[SHORT TASK 1] In the topic modeling notebook text, what does the Jockers stopword list include that makes it worth adding to the stoplist?
[SHORT TASK 2] Carry on the topic modeling notebook text from its final sentence, keeping its mix of short prose and code.

[TEXT SHOWN]
Since we're running topic modeling on texts with lots of names, we'll add the Jockers list of stopwords (which includes character names) to our stoplist.

In [None]:
stop_words = {k:1 for k in stopwords.words('english')}
stop_words.update(read_stopwords("../data/jockers.stopwords"))
stop_words["'s"]=1
stop_words=list(stop_words.keys())

In [None]:
def filter(word, stopwords):
    
    """ Function to exclude words from a text """
    
    # no stopwords
    if word in stopwords:
        return False
    
    # has to contain at least one letter
    if re.search("[A-Za-z]", word) is not None:
        return True
    
    return False

In [None]:
def read_docs(inputDir, stopwords):
    """ Read in movie documents (all ending in .txt) from an input folder"""
    
    docs=[]
    names=[]
    for idx, filename in enumerate(glob.glob(os.path.join(inputDir, '*.txt'))):
        if idx >= 100:
            break
        with open(filename) as file:
            tokens=nltk.word_tokenize(file.read().lower())
            tokens=[x for x in tokens if filter(x, stopwords)]
            docs.append(tokens)
            basename=os.path.basename(filename)
            name, file_extension = os.path.splitext(basename)
            names.append(name)
    return docs, names

In [None]:
text_dir="../data/movie_summaries"
data, doc_names=read_docs(text_dir, stop_words)

We will convert the movie summaries into a Bag-of-Words representation using gensim's [corpora.dictionary](https://radimrehurek.com/gensim/corpora/dictionary.html) methods.

[DATA LINES]
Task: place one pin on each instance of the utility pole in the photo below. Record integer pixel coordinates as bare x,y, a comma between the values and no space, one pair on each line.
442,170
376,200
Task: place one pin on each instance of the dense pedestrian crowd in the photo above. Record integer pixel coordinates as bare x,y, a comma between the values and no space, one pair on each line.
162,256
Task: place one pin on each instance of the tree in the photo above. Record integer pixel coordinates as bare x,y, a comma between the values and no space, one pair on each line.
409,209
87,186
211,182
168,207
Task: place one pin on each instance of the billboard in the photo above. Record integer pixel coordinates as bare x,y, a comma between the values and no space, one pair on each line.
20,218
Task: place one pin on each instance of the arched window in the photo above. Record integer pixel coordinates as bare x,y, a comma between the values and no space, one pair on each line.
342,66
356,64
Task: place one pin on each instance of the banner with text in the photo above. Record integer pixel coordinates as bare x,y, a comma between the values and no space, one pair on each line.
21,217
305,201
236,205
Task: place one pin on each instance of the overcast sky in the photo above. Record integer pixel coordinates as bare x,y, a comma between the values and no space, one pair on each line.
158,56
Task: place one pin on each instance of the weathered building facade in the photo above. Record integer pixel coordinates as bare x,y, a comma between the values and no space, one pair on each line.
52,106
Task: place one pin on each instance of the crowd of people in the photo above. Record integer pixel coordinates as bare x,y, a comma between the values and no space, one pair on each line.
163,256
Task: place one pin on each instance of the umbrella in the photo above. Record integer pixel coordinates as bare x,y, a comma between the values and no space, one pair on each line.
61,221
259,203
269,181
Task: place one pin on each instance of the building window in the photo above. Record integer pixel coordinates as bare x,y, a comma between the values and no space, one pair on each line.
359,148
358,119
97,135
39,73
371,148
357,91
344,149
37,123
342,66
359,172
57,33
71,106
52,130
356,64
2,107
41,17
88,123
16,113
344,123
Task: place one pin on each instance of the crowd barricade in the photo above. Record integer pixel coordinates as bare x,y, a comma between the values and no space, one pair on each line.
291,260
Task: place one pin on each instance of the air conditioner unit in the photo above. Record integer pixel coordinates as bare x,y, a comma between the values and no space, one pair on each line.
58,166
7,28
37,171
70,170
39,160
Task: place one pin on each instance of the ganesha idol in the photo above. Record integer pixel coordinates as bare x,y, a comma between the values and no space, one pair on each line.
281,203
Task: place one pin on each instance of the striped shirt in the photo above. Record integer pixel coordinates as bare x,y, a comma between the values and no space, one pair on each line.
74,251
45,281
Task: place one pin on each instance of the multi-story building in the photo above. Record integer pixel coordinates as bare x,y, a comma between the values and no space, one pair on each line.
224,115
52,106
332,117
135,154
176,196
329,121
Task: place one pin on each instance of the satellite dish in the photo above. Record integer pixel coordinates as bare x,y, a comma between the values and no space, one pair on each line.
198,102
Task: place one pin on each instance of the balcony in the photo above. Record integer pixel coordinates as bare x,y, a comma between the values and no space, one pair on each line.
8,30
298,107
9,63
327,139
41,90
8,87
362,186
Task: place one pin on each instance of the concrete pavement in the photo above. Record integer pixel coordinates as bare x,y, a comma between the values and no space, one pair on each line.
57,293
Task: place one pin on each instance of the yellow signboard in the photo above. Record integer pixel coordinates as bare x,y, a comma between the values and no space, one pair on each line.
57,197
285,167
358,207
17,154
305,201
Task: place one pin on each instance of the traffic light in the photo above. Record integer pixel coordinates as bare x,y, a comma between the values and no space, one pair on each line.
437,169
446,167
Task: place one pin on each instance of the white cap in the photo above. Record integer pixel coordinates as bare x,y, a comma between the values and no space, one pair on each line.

[TASK ANSWER 1] Character names.

[TASK ANSWER 2]
In [None]:
# Create vocab from data; restrict vocab to only the top 10K terms that show up in at least 5 documents 
# and no more than 50% of all documents

dictionary = corpora.Dictionary(data)
dictionary.filter_extremes(no_below=5, no_above=.5, keep_n=10000)

In [None]:
# Replace dataset with numeric ids words in vocab (and exclude all other words)
corpus = [dictionary.doc2bow(text) for text in data]

In [None]:
num_topics=20

First, let's try using gensim's built-in LDA.

In [None]:
lda_model = gensim.models.ldamodel.LdaModel(corpus=corpus,
                                           id2word=dictionary,
                                           num_topics=num_topics, 
                                           passes=10,
                                           alpha='auto')

We can get a sense of what the topics are by printing the top 10 words with highest $P(word \mid topic)$ for each topic

In [None]:
for i in range(num_topics):
    print(' '.join([term for term, freq in lda_model.show_topic(i, topn=10)]))

Mallet is a great java package that tends to yield better results (in terms of topic coherence).  Download it from [here](http://mallet.cs.umass.edu/download.php) and point the `mallet_path` line below to its location on your computer.

In [None]:
mallet_path="/Users/mashabelyi/Downloads/mallet-2.0.8/bin/mallet"

In [None]:
ldamallet = gensim.models.wrappers.LdaMallet(mallet_path, corpus=corpus, num_topics=num_topics, id2word=dictionary)
lda_mallet_model = gensim.models.wrappers.ldamallet.malletmodel2ldamodel(ldamallet)

In [None]:
for i in range(num_topics):
    print(' '.join([term for term, freq in lda_mallet_model.show_topic(i, topn=10)]))

Another way of understanding topics is to print out the documents that have the highest topic representation -- i.e., for a given topic $k$, the documents with highest $P(topic=k | document)$.  How much do the documents listed here align with your understanding of the topics?

In [None]:
topic_model=lda_mallet_model 

topic_docs=[]
for i in range(num_topics):
    topic_docs.append({})
for doc_id in range(len(corpus)):
    doc_topics=topic_model.get_document_topics(corpus[doc_id])
    for topic_num, topic_prob in doc_topics:
        topic_docs[topic_num][doc_id]=topic_prob

for i in range(num_topics):
    print("%s\n" % ' '.join([term for term, freq in topic_model.show_topic(i, topn=10)]))
    sorted_x = sorted(topic_docs[i].items(), key=operator.itemgetter(1), reverse=True)
    for k, v in sorted_x[:5]:
        print("%s\t%.3f\t%s" % (i,v,doc_names[k]))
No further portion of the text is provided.